● **Records provided**:
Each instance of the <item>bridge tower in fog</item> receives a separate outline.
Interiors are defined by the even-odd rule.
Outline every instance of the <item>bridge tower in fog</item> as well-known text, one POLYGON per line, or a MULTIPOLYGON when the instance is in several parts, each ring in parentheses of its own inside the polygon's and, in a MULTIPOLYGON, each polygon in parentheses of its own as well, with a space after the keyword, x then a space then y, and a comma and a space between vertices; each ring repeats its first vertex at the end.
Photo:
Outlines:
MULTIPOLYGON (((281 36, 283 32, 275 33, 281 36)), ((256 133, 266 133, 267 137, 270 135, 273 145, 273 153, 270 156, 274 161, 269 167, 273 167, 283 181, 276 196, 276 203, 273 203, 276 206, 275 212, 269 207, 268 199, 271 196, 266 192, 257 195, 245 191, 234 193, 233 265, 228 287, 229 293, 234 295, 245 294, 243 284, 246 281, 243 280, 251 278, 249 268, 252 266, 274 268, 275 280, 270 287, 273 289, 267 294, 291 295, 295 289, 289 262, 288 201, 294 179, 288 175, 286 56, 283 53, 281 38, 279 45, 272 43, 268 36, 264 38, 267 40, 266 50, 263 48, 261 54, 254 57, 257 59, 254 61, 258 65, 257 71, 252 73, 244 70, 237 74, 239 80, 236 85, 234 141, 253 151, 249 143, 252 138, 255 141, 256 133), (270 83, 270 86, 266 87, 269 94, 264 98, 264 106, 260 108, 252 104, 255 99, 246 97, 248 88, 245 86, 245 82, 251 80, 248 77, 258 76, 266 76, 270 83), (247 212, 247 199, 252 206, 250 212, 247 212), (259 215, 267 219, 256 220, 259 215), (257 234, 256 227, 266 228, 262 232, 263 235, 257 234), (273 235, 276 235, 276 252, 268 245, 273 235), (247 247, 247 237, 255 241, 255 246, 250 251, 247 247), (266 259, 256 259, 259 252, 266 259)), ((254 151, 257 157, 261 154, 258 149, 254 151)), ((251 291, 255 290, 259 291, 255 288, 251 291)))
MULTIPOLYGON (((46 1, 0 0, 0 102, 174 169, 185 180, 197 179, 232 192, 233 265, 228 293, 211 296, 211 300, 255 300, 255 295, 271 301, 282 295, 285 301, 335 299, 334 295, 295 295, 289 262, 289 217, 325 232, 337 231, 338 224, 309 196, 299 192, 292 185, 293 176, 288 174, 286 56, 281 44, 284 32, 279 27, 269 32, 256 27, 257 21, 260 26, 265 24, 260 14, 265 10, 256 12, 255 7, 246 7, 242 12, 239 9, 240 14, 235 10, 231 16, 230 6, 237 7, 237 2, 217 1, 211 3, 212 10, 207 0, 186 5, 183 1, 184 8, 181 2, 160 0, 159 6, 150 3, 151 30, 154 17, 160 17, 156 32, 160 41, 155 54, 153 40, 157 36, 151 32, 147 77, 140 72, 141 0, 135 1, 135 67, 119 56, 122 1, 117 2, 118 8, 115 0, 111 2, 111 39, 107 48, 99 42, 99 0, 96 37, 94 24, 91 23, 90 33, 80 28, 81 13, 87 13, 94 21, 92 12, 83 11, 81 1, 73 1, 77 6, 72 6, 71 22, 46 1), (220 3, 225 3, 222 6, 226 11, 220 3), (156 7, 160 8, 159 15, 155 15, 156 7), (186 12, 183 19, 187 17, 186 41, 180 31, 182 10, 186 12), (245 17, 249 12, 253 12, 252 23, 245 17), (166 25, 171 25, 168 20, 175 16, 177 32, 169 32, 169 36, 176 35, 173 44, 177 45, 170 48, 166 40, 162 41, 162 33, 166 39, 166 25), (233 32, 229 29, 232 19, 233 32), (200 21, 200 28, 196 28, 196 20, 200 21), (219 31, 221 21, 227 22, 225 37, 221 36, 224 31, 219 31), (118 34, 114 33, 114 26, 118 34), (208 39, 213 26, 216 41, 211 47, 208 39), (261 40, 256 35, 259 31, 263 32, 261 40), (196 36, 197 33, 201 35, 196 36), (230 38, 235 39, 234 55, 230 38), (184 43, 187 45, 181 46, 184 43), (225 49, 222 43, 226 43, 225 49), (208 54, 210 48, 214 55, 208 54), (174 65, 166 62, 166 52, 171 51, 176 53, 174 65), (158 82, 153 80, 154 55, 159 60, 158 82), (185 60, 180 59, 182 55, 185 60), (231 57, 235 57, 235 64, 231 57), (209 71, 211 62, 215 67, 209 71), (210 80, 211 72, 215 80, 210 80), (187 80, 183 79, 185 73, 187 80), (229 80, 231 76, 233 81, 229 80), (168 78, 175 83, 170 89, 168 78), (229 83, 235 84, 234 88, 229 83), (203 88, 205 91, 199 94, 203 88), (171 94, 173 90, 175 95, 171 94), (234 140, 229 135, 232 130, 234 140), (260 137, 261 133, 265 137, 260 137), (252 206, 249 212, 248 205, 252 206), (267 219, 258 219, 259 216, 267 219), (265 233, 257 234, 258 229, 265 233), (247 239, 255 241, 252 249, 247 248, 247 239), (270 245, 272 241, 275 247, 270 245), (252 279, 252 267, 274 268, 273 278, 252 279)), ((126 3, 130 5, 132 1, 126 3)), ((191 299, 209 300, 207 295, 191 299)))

● **Work to do**: Find each line in the records that contains the word "instance" and copy those lines out in full.

● **The result**:
Each instance of the <item>bridge tower in fog</item> receives a separate outline.
Outline every instance of the <item>bridge tower in fog</item> as well-known text, one POLYGON per line, or a MULTIPOLYGON when the instance is in several parts, each ring in parentheses of its own inside the polygon's and, in a MULTIPOLYGON, each polygon in parentheses of its own as well, with a space after the keyword, x then a space then y, and a comma and a space between vertices; each ring repeats its first vertex at the end.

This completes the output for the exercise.